Exercise description | Transcribe each line of the material as it is, and drop any picture.

Material for this task |
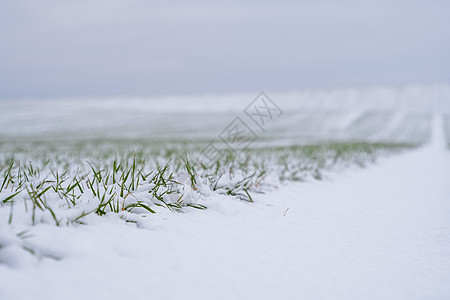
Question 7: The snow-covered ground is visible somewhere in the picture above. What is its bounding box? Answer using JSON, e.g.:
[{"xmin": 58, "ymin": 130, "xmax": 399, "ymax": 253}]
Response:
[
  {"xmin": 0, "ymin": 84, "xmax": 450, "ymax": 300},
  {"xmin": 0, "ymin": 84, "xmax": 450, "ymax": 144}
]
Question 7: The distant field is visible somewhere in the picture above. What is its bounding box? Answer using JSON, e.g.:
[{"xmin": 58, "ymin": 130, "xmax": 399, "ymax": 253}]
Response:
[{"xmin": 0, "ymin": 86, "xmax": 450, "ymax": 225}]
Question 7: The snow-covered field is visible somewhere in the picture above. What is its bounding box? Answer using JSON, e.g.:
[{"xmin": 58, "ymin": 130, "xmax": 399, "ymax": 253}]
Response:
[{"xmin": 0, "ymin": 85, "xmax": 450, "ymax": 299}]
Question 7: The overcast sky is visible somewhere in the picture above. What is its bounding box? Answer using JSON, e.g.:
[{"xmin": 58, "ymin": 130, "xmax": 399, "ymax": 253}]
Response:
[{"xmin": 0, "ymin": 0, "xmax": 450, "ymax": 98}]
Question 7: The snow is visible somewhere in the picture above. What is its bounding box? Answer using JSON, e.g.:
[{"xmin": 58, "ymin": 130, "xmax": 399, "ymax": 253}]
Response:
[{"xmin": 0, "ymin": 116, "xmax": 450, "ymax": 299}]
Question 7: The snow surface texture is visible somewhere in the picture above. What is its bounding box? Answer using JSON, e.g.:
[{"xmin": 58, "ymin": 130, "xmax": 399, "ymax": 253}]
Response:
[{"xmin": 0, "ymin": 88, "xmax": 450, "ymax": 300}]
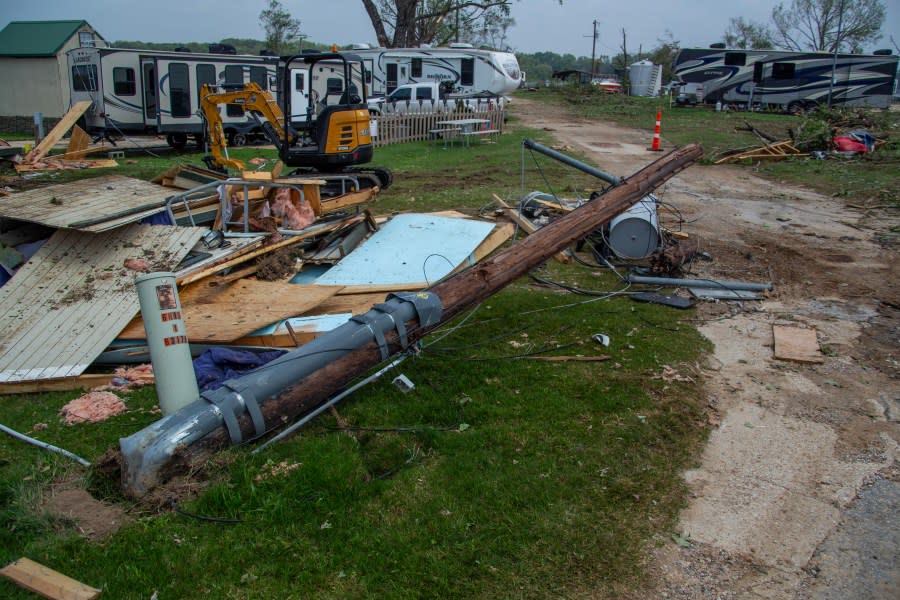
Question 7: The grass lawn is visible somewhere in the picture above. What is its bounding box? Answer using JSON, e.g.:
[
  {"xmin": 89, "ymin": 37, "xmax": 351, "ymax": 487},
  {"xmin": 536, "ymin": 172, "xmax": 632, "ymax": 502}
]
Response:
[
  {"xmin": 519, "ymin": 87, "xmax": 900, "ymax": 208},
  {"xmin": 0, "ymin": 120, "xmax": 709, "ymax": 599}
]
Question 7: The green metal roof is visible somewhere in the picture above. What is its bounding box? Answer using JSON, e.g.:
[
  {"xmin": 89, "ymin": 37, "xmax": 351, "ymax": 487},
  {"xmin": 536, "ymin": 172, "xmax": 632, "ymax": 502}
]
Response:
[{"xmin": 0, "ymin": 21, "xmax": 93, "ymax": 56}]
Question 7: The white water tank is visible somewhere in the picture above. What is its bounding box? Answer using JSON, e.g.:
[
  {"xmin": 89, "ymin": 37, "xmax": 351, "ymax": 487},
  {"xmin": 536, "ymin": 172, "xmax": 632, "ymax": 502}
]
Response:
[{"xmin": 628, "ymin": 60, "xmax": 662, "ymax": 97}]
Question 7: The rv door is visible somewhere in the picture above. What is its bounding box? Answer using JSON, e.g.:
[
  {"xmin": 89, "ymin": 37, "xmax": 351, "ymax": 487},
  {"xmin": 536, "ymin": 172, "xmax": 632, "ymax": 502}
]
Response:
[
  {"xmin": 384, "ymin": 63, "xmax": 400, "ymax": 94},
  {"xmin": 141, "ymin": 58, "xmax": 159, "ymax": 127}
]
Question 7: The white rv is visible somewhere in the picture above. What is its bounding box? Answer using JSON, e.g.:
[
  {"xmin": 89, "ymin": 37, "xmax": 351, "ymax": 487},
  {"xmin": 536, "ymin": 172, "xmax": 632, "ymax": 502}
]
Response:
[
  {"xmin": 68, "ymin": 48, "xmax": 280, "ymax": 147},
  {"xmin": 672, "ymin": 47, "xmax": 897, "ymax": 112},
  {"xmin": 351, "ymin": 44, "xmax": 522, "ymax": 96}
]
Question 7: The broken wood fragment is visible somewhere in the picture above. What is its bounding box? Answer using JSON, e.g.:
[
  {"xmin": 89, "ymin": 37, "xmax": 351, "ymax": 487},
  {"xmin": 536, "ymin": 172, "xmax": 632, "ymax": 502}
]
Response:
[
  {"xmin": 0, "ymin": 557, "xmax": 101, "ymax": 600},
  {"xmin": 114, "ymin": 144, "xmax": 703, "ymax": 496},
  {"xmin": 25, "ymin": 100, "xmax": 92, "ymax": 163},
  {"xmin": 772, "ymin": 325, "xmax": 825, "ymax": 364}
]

Result of this exercise |
Question 7: The snow-covered ground is visible somewhere in the picture above. What is its bounding box? Answer using JSON, e.g.:
[{"xmin": 58, "ymin": 130, "xmax": 399, "ymax": 253}]
Response:
[
  {"xmin": 0, "ymin": 84, "xmax": 450, "ymax": 300},
  {"xmin": 0, "ymin": 84, "xmax": 450, "ymax": 144}
]
Question 7: The distant field is visible somewhere in the picture above. What is its bounding box? Answer using JSON, e.g.:
[{"xmin": 58, "ymin": 130, "xmax": 399, "ymax": 253}]
Response:
[{"xmin": 0, "ymin": 86, "xmax": 450, "ymax": 225}]
Question 7: The snow-covered field is visible somewhere in the picture above. What is its bounding box? Answer using JSON, e.g.:
[{"xmin": 58, "ymin": 130, "xmax": 399, "ymax": 253}]
Response:
[{"xmin": 0, "ymin": 85, "xmax": 450, "ymax": 299}]
Question 7: The overcast sky is visible somewhere in the picture above. What is its bounding box? Answer using JSON, e.g.:
[{"xmin": 58, "ymin": 130, "xmax": 399, "ymax": 253}]
Response:
[{"xmin": 0, "ymin": 0, "xmax": 450, "ymax": 98}]
Question 7: The snow is visible somewhere in the picture above. What is its bounding box? Answer using JSON, e.g.:
[{"xmin": 58, "ymin": 130, "xmax": 399, "ymax": 253}]
Response:
[{"xmin": 0, "ymin": 116, "xmax": 450, "ymax": 299}]
Question 7: The snow surface texture is visible somewhere in the picture above. What is its bounding box? Answer using JSON, e.g.:
[{"xmin": 58, "ymin": 130, "xmax": 399, "ymax": 253}]
Response:
[{"xmin": 0, "ymin": 88, "xmax": 450, "ymax": 300}]
Question 7: The grass lawn is visible somewhere in the picture above. What is its bounding box? Answer using JSON, e.g.:
[
  {"xmin": 89, "ymin": 37, "xmax": 351, "ymax": 487},
  {"xmin": 536, "ymin": 172, "xmax": 632, "ymax": 502}
]
Response:
[
  {"xmin": 519, "ymin": 87, "xmax": 900, "ymax": 208},
  {"xmin": 0, "ymin": 120, "xmax": 709, "ymax": 599}
]
Question 7: The green metal roof is visible somewhere in the picture above. What is its bounding box? Answer using JSON, e.g.:
[
  {"xmin": 89, "ymin": 37, "xmax": 351, "ymax": 487},
  {"xmin": 536, "ymin": 172, "xmax": 632, "ymax": 502}
]
Response:
[{"xmin": 0, "ymin": 21, "xmax": 93, "ymax": 56}]
Question 7: The white water tank is visible somewhere in the picture above. What is its bounding box? Answer using JSON, e.g.:
[
  {"xmin": 89, "ymin": 37, "xmax": 351, "ymax": 487},
  {"xmin": 536, "ymin": 172, "xmax": 632, "ymax": 502}
]
Response:
[{"xmin": 628, "ymin": 60, "xmax": 662, "ymax": 97}]
Question 7: The rv door is visible somewhere in the picture above. What is its bounding box? Answer using JSON, e.g.:
[
  {"xmin": 89, "ymin": 37, "xmax": 351, "ymax": 487},
  {"xmin": 536, "ymin": 172, "xmax": 632, "ymax": 502}
]
Response:
[
  {"xmin": 384, "ymin": 63, "xmax": 400, "ymax": 94},
  {"xmin": 141, "ymin": 58, "xmax": 159, "ymax": 127}
]
Question 7: The white rv is visible somewhere in the picture above. What is its bounding box? Answer using JSON, e.g.:
[
  {"xmin": 89, "ymin": 37, "xmax": 351, "ymax": 487},
  {"xmin": 536, "ymin": 172, "xmax": 632, "ymax": 502}
]
Response:
[
  {"xmin": 68, "ymin": 48, "xmax": 280, "ymax": 147},
  {"xmin": 672, "ymin": 47, "xmax": 897, "ymax": 112},
  {"xmin": 351, "ymin": 44, "xmax": 522, "ymax": 96}
]
Question 7: The broken wood fragment is visible somewhere in the picture above. What is its bounding box? Answer using JSON, e.g.:
[
  {"xmin": 89, "ymin": 37, "xmax": 351, "ymax": 487},
  {"xmin": 536, "ymin": 172, "xmax": 632, "ymax": 502}
]
Response:
[
  {"xmin": 0, "ymin": 557, "xmax": 101, "ymax": 600},
  {"xmin": 114, "ymin": 144, "xmax": 703, "ymax": 496},
  {"xmin": 25, "ymin": 100, "xmax": 92, "ymax": 163},
  {"xmin": 772, "ymin": 325, "xmax": 825, "ymax": 364}
]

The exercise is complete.